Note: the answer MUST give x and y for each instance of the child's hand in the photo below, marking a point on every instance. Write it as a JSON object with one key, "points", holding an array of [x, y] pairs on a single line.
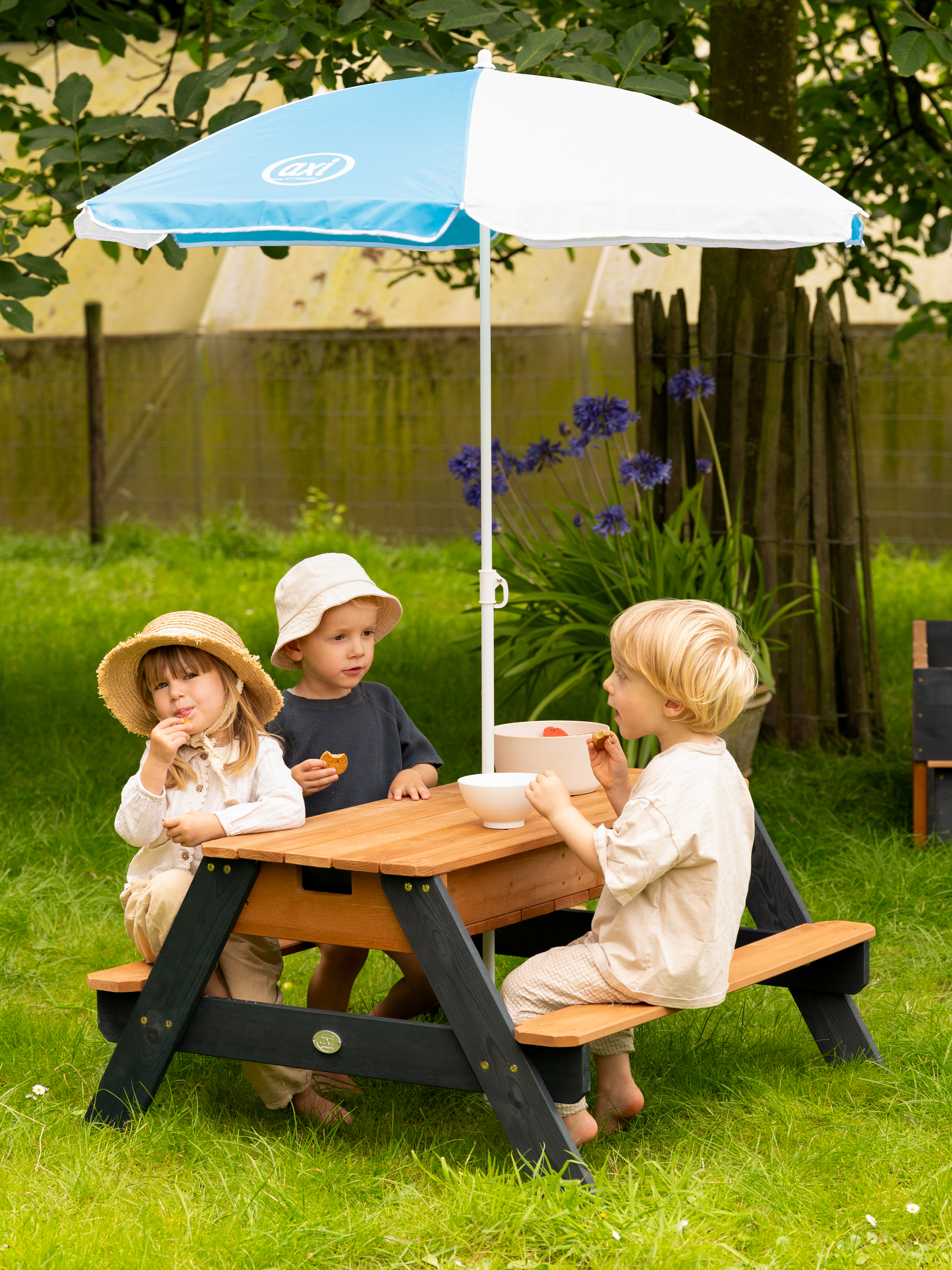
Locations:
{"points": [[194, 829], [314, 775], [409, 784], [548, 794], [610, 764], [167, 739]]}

==

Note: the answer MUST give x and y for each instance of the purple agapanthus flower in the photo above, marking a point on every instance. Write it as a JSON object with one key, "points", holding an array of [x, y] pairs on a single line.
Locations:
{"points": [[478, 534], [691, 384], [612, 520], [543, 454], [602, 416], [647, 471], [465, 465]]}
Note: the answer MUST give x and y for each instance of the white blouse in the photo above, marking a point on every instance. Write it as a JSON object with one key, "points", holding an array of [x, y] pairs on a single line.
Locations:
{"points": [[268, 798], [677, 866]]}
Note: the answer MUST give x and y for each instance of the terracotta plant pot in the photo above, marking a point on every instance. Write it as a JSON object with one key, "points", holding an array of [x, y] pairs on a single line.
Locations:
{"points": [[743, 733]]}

*TO DO*
Only lines with the word "MUST" count here; copy every one from the records.

*SOLUTION TO THIS PROBLEM*
Note: the answer MUST give x and y for each instance of the child's hand in the photo below, marking a point on every instance. Write it as a JSON object with one key, "points", holding an array of [x, y] pairs on a single line.
Note: the answer MUST give x and y for each instance of the purple agapanthus flower in the photo above, marking a point on every instance. Write it as a JSON object with one key, "points", holding an array of [x, y] pairs on a single line.
Note: the answer MUST give x and y for each instance of the white blouse in the photo above, marking a point on every instance. Write it as a JSON object with one key, "points", holding an array of [x, y] pairs on a single line.
Note: the answer MUST give x and y for each instance of the terracotta plant pot in the photo above, marking a point on every instance. Write it as a JSON object with one key, "points", holding an array of [x, y] pairs on a single line.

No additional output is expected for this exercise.